**Direction A:**
Return every line of the records below that holds the string "groom".

**Quoted passage:**
I’m surprised that 5 years after the death of enclojure, there’s still no NetBeans support for Clojure, though

agile_geek07:07:07

Yeah. But I don’t see much Netbeans use at all anymore.

ska08:07:04

A while ago @bozhidar mentioned the hyper and super key. I'd like to voice that I very much prefer them to be left alone. I use them for window manager stuff because almost no application interferes with them. When running out of keybindings, one way of dealing with it could be to just bind the most important commands and list other interesting commands in the documentation for users to bind at will. For example I override C-v and C-b to be more or less my own C-x and C-c: I use C-v as a prefix for global keybindings and C-b as a prefix for local, mode-specific ones.

bozhidar11:07:50

@ska: I think you and pretty much everyone else misunderstood my idea

bozhidar11:07:08

I don’t want to add keybinding that have Super and Hyper prefixes

bozhidar11:07:23

I was wondering about doing things like C-c s-e

bozhidar11:07:48

I’m quite certain you’re not using those with your WM

bozhidar11:07:15

and technically speaking it’s OK to use those in major (and some minor modes)

bozhidar11:07:40

I’ve never seen such usage though, and I wonder why aren’t they more popular

bozhidar11:07:57

I’ve added such keybindings to my personal config and I’ve never had issues with them

tsdh12:07:38

@bozhidar: When I've bound s-e for something in my WM then the s-e in C-c s-e won't reach emacs at all, no?

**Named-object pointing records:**
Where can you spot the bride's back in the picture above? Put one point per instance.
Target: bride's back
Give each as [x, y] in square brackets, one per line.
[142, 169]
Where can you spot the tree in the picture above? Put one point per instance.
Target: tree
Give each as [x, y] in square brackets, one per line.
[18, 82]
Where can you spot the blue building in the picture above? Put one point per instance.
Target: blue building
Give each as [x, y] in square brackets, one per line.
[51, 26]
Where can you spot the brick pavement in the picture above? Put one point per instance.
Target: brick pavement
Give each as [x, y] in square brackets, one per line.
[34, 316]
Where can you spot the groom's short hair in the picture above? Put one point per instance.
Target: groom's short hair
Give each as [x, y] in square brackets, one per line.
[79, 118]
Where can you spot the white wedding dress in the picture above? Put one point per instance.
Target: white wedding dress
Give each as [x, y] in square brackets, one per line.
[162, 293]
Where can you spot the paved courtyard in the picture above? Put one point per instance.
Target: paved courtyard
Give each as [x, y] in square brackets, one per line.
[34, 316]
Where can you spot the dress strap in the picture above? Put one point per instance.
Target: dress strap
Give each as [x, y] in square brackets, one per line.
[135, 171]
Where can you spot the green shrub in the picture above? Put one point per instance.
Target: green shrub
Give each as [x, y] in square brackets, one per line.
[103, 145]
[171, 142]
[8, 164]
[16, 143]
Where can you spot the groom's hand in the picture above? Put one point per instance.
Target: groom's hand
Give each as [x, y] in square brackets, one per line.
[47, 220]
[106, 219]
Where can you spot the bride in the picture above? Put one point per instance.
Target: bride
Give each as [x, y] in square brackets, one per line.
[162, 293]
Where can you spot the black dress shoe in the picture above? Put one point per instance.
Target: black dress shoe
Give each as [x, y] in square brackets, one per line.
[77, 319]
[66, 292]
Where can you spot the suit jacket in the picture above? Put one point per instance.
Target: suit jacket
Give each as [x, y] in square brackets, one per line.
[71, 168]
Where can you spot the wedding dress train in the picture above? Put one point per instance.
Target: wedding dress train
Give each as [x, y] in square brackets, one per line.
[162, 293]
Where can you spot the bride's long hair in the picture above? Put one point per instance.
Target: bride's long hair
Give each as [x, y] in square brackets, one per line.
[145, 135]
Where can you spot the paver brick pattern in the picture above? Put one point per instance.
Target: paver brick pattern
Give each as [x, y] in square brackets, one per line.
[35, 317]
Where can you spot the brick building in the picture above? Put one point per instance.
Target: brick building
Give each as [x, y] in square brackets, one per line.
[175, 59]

---

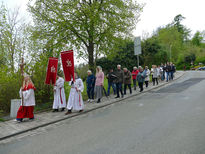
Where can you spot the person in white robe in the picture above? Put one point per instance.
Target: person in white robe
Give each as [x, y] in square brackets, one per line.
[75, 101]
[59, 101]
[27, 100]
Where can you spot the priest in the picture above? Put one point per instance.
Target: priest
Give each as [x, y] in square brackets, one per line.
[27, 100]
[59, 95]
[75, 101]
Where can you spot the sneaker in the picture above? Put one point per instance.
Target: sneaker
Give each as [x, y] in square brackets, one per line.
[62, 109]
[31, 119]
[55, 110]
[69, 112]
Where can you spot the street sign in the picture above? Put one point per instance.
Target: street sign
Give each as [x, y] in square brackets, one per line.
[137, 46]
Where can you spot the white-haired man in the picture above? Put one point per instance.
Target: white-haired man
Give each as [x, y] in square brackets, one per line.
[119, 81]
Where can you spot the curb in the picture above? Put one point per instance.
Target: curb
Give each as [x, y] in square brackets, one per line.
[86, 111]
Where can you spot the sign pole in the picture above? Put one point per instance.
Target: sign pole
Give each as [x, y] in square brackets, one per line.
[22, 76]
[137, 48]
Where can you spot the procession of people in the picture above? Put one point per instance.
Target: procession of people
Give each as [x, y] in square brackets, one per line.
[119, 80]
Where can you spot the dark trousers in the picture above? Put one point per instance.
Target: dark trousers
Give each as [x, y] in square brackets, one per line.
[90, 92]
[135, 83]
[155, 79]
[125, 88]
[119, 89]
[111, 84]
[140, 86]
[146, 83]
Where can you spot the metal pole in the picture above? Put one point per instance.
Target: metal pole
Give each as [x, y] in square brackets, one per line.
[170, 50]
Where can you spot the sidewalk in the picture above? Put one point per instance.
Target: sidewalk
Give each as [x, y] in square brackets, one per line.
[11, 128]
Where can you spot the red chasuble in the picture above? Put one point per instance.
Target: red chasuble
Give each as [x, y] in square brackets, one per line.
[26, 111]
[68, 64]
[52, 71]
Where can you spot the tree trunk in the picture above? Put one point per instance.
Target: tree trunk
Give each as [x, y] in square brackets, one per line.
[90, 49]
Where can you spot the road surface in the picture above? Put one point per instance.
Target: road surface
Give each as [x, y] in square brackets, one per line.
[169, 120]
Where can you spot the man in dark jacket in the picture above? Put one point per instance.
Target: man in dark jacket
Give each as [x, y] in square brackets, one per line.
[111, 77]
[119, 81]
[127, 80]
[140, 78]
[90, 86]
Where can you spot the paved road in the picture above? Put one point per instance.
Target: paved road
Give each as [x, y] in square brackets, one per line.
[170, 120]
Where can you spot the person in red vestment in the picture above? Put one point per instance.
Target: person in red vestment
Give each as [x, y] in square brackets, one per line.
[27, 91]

...

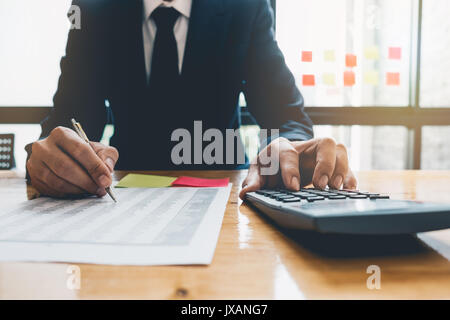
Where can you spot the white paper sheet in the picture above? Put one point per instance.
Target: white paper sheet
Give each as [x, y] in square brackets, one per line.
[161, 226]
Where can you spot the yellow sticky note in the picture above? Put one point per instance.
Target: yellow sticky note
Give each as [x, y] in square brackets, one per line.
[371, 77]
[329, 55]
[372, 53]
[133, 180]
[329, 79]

**Direction B:**
Echo the part of the chat log that opens with the words "Yeah. But I" and closes with "local, mode-specific ones.".

**Worked answer A:**
Where can you spot the groom's short hair in the picture above? Put one point per instance.
Target: groom's short hair
Where can you spot the groom's hand in the picture above? Put one point per instance.
Target: groom's hand

**Worked answer B:**
Yeah. But I don’t see much Netbeans use at all anymore.

ska08:07:04

A while ago @bozhidar mentioned the hyper and super key. I'd like to voice that I very much prefer them to be left alone. I use them for window manager stuff because almost no application interferes with them. When running out of keybindings, one way of dealing with it could be to just bind the most important commands and list other interesting commands in the documentation for users to bind at will. For example I override C-v and C-b to be more or less my own C-x and C-c: I use C-v as a prefix for global keybindings and C-b as a prefix for local, mode-specific ones.